_TASK PROMPT_
Repeat the rows below word for word, from the first line up to and including the line that contains "86 117 L 86". Leave the pictures out of your answer.
** start **
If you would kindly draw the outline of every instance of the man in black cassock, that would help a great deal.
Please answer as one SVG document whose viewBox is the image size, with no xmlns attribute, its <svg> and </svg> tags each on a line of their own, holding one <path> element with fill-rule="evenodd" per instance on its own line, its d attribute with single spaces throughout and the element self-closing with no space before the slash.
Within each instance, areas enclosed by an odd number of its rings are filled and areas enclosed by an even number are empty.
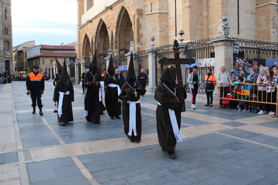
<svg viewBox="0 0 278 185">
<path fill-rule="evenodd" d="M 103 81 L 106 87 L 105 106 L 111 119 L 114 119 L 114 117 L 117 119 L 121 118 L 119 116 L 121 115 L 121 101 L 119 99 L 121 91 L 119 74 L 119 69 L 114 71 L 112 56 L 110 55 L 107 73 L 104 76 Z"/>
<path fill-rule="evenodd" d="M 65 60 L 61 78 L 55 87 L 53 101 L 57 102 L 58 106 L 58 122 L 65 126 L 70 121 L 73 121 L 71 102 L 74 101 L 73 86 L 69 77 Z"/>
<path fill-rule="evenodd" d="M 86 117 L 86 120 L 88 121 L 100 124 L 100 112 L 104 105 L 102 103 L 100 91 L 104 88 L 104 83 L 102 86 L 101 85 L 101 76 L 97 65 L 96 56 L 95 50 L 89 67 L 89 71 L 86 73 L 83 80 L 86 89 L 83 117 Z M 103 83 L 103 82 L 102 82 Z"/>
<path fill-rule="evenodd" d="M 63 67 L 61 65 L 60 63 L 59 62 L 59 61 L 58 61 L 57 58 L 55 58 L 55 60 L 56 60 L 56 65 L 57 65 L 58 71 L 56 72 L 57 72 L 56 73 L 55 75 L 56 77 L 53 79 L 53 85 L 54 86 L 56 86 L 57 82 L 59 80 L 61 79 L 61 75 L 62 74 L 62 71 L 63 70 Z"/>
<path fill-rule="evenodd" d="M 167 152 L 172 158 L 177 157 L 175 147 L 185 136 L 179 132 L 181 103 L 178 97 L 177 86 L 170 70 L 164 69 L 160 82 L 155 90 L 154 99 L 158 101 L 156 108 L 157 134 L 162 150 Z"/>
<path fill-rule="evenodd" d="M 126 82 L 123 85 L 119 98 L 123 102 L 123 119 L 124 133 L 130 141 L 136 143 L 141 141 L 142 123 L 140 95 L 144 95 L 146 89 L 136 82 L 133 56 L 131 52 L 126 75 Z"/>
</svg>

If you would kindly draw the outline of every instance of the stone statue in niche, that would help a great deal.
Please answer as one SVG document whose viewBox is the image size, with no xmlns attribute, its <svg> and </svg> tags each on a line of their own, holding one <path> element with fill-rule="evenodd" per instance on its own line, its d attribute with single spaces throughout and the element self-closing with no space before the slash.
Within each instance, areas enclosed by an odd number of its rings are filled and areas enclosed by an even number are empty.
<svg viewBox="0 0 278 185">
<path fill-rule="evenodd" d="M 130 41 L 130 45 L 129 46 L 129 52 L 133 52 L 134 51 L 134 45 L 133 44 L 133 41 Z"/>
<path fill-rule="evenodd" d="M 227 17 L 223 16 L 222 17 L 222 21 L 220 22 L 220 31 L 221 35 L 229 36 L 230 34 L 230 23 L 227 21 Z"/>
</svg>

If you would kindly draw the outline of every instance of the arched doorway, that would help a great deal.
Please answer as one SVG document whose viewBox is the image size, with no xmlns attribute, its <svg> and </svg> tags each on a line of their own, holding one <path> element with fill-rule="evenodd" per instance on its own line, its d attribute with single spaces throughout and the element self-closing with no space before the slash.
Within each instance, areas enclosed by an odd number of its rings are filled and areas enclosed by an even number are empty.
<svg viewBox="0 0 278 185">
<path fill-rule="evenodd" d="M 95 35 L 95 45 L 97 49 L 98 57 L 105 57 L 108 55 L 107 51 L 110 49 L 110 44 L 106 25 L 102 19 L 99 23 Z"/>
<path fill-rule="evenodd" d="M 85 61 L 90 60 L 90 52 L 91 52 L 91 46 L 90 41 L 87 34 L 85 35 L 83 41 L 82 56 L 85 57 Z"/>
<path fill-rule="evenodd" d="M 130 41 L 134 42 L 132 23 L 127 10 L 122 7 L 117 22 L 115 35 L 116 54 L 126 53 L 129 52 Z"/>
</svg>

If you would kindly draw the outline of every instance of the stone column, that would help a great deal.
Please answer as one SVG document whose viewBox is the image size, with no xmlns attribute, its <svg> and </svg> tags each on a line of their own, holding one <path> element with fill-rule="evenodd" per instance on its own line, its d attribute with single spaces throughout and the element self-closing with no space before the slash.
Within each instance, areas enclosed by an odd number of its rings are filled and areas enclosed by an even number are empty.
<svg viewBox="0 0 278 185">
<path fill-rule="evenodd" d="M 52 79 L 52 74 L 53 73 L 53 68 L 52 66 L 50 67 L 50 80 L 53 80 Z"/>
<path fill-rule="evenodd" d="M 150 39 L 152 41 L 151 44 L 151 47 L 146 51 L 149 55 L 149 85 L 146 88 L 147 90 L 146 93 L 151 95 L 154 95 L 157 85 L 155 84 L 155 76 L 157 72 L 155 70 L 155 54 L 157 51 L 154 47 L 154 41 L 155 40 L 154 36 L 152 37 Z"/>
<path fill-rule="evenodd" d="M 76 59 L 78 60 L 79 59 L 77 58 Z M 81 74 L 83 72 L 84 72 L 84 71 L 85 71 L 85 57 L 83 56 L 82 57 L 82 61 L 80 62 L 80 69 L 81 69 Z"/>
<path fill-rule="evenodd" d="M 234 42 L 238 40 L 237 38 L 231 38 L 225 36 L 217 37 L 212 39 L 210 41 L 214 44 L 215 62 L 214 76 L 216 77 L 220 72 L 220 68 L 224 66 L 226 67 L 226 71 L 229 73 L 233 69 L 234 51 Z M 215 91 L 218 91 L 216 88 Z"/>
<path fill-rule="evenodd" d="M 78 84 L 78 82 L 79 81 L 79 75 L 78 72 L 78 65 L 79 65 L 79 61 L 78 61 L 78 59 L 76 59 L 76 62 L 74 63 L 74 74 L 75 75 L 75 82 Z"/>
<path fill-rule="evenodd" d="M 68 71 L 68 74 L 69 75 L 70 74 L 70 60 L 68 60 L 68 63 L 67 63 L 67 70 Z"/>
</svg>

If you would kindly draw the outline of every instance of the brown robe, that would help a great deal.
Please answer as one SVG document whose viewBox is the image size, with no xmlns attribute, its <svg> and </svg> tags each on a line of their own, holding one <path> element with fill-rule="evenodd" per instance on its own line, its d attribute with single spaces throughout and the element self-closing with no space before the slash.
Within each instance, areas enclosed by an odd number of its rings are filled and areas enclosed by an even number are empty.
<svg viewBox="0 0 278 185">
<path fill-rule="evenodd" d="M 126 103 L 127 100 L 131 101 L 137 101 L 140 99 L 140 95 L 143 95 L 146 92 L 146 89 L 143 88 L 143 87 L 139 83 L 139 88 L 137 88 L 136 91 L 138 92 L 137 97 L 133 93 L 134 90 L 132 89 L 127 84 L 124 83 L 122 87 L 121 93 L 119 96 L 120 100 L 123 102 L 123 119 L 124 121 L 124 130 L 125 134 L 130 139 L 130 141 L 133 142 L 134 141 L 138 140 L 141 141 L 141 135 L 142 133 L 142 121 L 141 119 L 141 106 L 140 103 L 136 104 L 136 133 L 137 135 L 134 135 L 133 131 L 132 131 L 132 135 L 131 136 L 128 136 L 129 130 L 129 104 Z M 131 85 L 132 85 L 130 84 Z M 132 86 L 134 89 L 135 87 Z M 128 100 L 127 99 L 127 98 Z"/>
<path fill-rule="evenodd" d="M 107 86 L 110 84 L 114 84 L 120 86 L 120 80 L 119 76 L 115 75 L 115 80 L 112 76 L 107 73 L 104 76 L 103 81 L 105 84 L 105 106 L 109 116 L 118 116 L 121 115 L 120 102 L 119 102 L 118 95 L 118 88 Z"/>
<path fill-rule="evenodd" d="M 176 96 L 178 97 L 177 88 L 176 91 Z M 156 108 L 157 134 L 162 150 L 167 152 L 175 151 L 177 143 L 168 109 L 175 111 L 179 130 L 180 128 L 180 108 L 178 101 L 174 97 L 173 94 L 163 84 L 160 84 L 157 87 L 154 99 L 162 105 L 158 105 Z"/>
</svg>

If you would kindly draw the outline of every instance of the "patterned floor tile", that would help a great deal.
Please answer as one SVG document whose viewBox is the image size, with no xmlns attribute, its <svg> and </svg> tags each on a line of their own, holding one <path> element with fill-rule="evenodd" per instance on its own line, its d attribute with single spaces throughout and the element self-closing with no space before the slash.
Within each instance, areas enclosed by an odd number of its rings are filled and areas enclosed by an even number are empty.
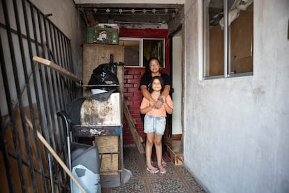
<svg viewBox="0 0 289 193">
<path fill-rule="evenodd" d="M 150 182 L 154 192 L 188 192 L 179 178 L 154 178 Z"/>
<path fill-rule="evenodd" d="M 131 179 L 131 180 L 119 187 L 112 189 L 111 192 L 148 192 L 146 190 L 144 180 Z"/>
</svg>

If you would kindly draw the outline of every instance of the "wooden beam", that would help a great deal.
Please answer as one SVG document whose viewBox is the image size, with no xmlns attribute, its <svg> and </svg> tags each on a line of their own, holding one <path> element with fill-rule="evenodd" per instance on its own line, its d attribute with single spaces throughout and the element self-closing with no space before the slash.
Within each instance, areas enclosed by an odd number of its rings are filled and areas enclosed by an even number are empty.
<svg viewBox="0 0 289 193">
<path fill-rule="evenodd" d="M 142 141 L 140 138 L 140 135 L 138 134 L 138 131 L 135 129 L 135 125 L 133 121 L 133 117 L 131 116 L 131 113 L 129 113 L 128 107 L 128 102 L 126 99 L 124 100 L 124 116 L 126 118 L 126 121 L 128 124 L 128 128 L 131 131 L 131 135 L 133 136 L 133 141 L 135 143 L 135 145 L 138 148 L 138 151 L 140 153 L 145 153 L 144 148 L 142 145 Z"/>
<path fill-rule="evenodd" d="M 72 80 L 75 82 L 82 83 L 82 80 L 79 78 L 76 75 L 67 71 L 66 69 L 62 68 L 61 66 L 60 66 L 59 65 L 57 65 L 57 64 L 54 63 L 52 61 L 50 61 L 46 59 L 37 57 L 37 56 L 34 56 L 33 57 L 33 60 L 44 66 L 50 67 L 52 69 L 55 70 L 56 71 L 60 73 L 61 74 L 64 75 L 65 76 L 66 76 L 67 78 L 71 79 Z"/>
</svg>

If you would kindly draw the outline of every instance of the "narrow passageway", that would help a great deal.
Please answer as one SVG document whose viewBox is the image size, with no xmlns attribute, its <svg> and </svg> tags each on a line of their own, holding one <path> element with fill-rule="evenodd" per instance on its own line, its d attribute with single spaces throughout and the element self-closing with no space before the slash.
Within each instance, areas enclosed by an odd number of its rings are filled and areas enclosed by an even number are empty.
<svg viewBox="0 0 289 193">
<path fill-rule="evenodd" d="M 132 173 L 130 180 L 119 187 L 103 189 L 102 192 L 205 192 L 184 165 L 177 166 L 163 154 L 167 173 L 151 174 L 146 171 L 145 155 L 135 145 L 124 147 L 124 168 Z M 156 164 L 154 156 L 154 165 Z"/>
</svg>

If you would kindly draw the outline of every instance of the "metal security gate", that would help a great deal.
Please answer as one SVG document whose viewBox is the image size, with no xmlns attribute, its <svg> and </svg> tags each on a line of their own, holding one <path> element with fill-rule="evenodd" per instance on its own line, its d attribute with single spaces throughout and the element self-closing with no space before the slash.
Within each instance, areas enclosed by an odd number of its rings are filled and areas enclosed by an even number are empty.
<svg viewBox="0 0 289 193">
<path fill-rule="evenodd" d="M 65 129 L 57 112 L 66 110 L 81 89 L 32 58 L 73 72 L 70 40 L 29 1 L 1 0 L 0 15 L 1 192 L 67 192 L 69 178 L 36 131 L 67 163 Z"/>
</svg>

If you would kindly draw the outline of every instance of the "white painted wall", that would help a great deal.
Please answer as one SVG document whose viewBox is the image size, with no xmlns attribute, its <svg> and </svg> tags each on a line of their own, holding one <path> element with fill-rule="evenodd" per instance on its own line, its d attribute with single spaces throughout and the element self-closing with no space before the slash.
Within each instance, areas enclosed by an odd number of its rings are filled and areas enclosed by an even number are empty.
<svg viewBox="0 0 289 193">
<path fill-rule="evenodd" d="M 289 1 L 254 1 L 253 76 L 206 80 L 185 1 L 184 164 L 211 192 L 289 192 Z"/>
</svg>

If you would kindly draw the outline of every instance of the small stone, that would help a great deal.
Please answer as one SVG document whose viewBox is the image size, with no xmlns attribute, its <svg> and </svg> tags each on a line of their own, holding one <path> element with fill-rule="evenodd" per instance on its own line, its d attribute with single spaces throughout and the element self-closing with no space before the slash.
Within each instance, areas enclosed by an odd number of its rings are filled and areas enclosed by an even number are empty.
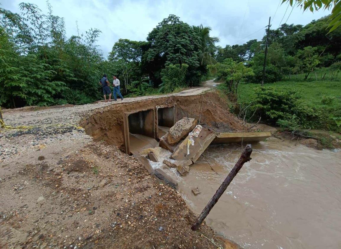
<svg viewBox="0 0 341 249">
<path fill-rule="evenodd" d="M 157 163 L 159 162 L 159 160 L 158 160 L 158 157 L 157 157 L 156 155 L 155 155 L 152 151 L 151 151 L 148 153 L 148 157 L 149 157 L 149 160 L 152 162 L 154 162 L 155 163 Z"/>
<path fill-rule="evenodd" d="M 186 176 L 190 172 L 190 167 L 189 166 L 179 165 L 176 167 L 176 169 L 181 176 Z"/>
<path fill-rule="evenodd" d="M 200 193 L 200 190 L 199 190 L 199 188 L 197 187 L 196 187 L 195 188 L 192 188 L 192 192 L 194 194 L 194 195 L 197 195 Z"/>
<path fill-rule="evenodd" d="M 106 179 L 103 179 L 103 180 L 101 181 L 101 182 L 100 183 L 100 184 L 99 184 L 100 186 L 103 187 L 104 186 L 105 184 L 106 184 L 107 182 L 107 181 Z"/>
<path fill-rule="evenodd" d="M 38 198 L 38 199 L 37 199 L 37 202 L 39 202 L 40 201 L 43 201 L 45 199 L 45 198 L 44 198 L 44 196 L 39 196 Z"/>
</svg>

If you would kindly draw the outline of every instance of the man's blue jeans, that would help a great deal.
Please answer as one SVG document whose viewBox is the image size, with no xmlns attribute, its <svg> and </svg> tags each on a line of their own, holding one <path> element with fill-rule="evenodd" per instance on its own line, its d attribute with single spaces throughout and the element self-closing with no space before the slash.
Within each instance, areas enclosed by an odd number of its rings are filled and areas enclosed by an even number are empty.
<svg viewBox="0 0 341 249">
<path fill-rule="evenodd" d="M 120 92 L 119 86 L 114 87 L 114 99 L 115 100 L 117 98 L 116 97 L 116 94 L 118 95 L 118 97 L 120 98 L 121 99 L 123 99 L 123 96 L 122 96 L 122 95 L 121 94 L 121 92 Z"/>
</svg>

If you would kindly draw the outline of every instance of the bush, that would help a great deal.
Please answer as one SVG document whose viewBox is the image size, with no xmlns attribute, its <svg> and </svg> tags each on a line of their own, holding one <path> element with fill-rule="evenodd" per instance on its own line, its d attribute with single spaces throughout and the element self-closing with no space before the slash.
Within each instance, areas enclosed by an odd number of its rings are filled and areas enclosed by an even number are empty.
** end **
_SOLUTION FOR THIS PROBLEM_
If you would kindly draw the outline of every instance of the man in black cassock, that would help a great deal.
Please answer as one SVG document whose viewBox is the image size, with no xmlns attribute, its <svg> and </svg> tags each on a line of their own, holding one <path> element with fill-rule="evenodd" per instance on its own line, its d attribute with single spaces throughout and the element self-closing with no space before the slash.
Within each instance, areas enclosed by an odd number of its rings are filled and areas enclosed by an even number are empty.
<svg viewBox="0 0 278 185">
<path fill-rule="evenodd" d="M 103 81 L 106 87 L 105 106 L 111 119 L 114 119 L 114 117 L 117 119 L 121 118 L 119 116 L 121 115 L 121 101 L 119 99 L 121 91 L 119 74 L 119 69 L 114 71 L 112 56 L 110 55 L 107 73 L 104 76 Z"/>
<path fill-rule="evenodd" d="M 65 60 L 61 78 L 55 87 L 53 101 L 57 102 L 58 106 L 58 122 L 65 126 L 70 121 L 73 121 L 71 102 L 74 101 L 73 86 L 69 77 Z"/>
<path fill-rule="evenodd" d="M 86 117 L 86 120 L 88 121 L 100 124 L 100 112 L 104 105 L 102 103 L 100 91 L 104 88 L 104 83 L 102 86 L 101 85 L 101 76 L 97 65 L 96 56 L 95 50 L 89 67 L 89 71 L 86 73 L 83 80 L 86 89 L 83 117 Z M 103 83 L 103 82 L 102 82 Z"/>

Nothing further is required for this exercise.